■ Text shown:
▬▬▬▬▬▬

Three political opinion polls were published during the week, and
all showed a lift to federal Labor's election chances under Mark
Latham.
Well, actually, the polls themselves did no such thing. But why
should facts intrude on a political honeymoon?
"Latham gives Labor poll hopes a lift," announced The
Sydney Morning Herald's front page. "Voters embrace Latham
gamble," claimed The Australian. And "Latham
already swaying voters," we learnt from The Sun-Herald.
Let's start with the two released on Tuesday. ACNielsen was
published in The Age and Sydney Morning Herald. The
previous Nielsen, in late September, had the government in front 52
per cent to 48per cent two party preferred. And this week's? The
same: 52 to 48.
Then there was Newspoll, in The Australian. If we ignore
(as surely we must) the four days of limbo between Simon Crean's
resignation and the Labor caucus leadership vote, Newspoll's final
Crean survey registered 50:50 after distribution of preferences.
This week the pollster had the government ahead 51 to 49 per
cent. So one survey was status quo, Labor went backwards in the
other, but both were written up winningly for the new leader.
The third was a Sun-Herald Taverner poll that surveyed
"five crucial western Sydney electorates". The headline
was "Latham already swaying voters".

▬▬▬▬▬▬

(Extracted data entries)
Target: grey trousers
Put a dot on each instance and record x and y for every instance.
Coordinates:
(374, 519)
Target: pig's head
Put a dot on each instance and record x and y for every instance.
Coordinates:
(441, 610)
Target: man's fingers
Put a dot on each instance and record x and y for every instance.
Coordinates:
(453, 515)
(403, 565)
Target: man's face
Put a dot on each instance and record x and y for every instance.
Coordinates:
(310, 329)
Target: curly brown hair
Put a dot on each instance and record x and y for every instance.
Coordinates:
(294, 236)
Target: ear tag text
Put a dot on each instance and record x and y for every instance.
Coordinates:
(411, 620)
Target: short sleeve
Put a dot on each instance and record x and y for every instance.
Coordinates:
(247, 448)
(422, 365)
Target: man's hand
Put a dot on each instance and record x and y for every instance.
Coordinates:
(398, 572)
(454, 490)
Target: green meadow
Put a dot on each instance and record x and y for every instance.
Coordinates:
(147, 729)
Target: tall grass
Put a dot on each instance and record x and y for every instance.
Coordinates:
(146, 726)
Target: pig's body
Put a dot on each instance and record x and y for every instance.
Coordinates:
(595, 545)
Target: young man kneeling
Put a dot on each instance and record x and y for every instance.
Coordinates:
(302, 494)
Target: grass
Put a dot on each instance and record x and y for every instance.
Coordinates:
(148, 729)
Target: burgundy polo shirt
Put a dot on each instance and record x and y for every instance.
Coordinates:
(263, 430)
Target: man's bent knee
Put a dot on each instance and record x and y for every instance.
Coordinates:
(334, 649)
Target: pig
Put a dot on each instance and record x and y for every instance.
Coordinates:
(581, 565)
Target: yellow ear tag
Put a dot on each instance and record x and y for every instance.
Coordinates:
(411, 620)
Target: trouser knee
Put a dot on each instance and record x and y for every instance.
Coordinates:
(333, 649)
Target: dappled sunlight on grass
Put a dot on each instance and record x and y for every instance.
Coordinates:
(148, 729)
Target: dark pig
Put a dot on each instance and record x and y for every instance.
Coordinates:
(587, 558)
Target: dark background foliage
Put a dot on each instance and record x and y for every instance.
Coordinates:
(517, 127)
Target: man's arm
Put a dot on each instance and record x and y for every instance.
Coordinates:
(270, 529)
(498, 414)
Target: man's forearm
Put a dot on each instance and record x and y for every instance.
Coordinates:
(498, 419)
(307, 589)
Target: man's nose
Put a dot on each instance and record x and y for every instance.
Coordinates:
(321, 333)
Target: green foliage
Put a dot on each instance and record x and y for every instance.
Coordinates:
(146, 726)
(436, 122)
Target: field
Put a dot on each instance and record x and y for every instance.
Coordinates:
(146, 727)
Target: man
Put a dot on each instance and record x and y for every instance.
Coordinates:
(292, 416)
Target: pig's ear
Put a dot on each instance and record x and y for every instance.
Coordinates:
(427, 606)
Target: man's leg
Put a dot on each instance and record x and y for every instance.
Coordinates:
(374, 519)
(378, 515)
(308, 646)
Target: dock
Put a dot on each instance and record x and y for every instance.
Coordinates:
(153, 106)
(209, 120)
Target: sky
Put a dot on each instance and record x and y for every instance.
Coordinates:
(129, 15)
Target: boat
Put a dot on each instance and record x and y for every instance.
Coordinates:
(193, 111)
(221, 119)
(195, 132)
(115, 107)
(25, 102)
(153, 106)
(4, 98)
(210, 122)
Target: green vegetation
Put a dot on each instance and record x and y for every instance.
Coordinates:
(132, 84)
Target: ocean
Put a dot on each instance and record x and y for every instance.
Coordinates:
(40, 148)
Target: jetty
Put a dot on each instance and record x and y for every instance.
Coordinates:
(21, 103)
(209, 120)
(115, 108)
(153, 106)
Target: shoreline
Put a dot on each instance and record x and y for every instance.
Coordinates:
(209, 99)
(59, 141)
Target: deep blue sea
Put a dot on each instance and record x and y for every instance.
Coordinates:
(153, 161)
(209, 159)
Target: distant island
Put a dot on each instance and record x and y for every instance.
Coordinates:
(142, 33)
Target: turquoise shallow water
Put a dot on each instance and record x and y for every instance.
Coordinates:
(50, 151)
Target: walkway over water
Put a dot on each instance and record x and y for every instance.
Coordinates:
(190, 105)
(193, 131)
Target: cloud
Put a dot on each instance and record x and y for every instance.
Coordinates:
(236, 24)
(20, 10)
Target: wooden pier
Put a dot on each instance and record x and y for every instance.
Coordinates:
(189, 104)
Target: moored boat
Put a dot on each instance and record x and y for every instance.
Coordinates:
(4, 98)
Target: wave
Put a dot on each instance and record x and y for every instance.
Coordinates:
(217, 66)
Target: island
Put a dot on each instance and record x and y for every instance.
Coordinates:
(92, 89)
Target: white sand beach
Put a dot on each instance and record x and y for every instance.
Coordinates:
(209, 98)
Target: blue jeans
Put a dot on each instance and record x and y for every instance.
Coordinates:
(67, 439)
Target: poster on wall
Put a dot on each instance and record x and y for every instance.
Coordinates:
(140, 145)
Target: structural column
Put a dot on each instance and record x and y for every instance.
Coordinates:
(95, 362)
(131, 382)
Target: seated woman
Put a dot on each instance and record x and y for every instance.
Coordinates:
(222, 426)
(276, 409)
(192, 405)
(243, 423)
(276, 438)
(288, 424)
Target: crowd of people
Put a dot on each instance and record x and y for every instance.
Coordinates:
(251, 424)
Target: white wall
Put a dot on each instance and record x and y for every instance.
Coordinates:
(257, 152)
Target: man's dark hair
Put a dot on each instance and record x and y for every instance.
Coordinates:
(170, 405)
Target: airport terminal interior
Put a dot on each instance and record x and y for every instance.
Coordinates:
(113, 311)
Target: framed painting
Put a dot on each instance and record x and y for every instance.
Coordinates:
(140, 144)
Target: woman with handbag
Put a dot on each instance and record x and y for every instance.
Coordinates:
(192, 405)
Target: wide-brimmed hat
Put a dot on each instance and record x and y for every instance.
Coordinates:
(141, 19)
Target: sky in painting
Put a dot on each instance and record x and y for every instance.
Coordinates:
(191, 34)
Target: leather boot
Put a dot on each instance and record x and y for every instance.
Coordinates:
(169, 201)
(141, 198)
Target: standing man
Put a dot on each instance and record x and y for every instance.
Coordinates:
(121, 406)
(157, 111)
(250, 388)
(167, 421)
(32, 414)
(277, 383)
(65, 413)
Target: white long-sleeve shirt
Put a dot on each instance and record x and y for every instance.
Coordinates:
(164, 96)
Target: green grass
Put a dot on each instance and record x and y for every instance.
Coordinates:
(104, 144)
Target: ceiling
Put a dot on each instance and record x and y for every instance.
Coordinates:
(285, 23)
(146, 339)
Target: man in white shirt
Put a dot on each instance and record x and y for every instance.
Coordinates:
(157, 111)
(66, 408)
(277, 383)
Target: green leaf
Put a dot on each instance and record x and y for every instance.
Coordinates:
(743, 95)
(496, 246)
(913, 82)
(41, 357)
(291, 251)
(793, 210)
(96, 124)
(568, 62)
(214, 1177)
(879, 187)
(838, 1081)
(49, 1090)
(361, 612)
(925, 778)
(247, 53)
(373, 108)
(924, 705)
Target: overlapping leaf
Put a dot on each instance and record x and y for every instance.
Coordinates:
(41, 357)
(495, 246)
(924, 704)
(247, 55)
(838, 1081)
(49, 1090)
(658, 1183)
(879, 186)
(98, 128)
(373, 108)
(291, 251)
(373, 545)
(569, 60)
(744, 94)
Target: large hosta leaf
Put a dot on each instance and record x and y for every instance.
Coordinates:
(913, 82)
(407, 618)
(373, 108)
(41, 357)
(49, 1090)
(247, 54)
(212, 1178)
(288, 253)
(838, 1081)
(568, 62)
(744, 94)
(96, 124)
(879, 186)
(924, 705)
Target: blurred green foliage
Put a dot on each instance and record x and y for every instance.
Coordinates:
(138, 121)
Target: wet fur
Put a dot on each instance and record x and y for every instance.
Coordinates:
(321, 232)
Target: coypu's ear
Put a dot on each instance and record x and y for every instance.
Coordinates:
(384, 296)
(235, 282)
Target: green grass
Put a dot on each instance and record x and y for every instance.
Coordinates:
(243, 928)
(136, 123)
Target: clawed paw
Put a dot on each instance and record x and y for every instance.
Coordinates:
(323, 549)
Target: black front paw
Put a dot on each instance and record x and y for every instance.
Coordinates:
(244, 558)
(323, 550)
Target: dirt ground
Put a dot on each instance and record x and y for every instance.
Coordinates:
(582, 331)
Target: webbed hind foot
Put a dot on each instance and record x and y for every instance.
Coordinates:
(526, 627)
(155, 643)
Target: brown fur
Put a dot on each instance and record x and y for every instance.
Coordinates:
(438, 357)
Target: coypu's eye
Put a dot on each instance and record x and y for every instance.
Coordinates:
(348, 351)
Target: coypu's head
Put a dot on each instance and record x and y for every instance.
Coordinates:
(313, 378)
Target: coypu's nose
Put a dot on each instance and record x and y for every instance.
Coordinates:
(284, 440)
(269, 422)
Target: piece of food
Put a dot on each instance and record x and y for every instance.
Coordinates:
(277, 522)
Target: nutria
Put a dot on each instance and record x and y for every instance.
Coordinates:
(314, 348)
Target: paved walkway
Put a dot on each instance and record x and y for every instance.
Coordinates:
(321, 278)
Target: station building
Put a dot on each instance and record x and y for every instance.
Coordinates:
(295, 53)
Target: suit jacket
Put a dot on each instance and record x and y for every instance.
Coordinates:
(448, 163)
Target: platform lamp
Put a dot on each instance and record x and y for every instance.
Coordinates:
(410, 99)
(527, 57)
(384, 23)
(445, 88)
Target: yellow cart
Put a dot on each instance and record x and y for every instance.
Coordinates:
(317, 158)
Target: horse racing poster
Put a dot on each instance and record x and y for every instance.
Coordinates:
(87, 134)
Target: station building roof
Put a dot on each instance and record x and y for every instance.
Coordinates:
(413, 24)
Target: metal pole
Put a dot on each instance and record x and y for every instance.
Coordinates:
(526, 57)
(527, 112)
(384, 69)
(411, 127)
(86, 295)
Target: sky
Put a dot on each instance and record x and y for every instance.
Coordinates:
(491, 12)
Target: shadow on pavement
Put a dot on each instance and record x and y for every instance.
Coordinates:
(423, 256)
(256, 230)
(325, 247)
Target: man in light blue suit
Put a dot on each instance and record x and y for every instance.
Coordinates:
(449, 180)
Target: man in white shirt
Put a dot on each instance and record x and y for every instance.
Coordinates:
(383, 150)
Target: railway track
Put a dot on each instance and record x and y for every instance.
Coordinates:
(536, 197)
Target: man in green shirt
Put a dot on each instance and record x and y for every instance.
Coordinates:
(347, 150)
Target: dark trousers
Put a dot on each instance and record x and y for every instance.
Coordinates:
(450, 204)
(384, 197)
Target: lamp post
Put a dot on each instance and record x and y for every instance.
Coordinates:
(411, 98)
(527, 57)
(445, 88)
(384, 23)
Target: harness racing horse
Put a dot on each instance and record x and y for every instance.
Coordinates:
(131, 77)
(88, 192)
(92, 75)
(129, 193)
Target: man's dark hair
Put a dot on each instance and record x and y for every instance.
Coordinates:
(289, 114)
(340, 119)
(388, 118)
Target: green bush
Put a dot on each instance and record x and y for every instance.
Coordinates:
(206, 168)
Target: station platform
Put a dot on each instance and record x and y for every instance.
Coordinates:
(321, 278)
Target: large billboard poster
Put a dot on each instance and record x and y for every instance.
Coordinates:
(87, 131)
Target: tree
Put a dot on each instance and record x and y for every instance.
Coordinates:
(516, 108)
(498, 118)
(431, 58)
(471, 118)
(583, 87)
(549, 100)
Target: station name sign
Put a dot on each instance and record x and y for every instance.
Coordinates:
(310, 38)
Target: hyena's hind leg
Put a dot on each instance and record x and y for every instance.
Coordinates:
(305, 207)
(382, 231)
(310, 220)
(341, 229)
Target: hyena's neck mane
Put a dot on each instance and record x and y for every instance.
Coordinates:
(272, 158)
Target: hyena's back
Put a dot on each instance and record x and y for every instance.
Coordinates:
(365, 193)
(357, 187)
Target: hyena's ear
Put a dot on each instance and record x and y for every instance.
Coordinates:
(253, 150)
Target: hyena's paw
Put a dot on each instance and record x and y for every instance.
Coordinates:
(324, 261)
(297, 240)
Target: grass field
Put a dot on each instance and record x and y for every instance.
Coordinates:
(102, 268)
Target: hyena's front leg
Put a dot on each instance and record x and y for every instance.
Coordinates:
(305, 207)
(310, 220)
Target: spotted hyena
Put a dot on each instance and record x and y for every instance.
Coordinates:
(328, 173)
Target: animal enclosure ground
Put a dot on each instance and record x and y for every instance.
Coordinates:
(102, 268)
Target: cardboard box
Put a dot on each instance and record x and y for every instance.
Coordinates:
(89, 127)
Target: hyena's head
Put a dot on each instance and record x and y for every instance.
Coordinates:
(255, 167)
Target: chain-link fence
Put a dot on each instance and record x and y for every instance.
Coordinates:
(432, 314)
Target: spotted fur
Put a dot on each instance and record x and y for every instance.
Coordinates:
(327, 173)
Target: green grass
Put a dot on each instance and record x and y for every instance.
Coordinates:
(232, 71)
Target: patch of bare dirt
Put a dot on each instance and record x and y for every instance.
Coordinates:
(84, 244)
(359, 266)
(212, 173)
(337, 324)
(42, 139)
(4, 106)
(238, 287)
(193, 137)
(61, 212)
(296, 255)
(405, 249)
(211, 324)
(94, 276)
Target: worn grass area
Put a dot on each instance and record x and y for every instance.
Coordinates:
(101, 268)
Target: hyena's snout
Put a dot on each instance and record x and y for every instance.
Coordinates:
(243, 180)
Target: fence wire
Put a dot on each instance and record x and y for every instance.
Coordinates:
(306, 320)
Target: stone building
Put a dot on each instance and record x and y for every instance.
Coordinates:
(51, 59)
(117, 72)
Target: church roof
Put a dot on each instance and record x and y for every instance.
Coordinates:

▬▬▬▬▬▬

■ Problems to solve:
1. Translate this sentence from the Latham polls text into Spanish: "But why should facts intrude on a political honeymoon?"
2. Extend the Latham polls text, picking up after its final sentence.

■ Outputs in order:
1. Pero ¿por qué habrían de interponerse los hechos en una luna de miel política?

2.
Taverner found primary support for the ALP at 42 per cent and 45
per cent for the Liberals. The paper concluded: "After
preference distributions, which always strongly favour Labor
federally, the result would comfortably hand the western Sydney
politician the keys to the Lodge." The most obvious point about
that is that no five electorates, even allegedly crucial western
Sydney ones, can be extrapolated to the 150 nationwide.
But the Sun-Herald's conclusion is invalid within any
parameters. At the last election, primary support for the Liberal
Party in the five seats (Greenway, Lindsay, Lowe, Macarthur and
Parramatta) was 44.2per cent, for Labor it was 40.2, and after
distribution of preferences, the Liberals led 51.3 to 48.7.
According to Taverner, Labor's vote has gone up by two points and
the Liberals' by one. In the absence of minor party data, a
reasonable two party preferred estimate rounds to 51 to 49 in the
Liberals' favour.
Which shows no movement. No seats change hands. No keys to the
Lodge.
All right, we know that opinion polls aren't particularly
accurate. It's still early days, and Australians are yet to make up
their minds about the new alternative. Latham is outperforming his
predecessor on such esoterica as preferred prime minister and
approval rating.
But come election time, the Labor Party will need votes - two
party preferred ones, preferably in marginal seats.
Both Alexander Downer (1994) and John Howard (1995) achieved
immediate and huge (approaching 10per cent) vote leaps in their
first Newspolls. Latham got no bounce at all.
That's what the papers should be saying.
Peter Brent is editor of mumble.com.au, a website that looks
at electoral behaviour.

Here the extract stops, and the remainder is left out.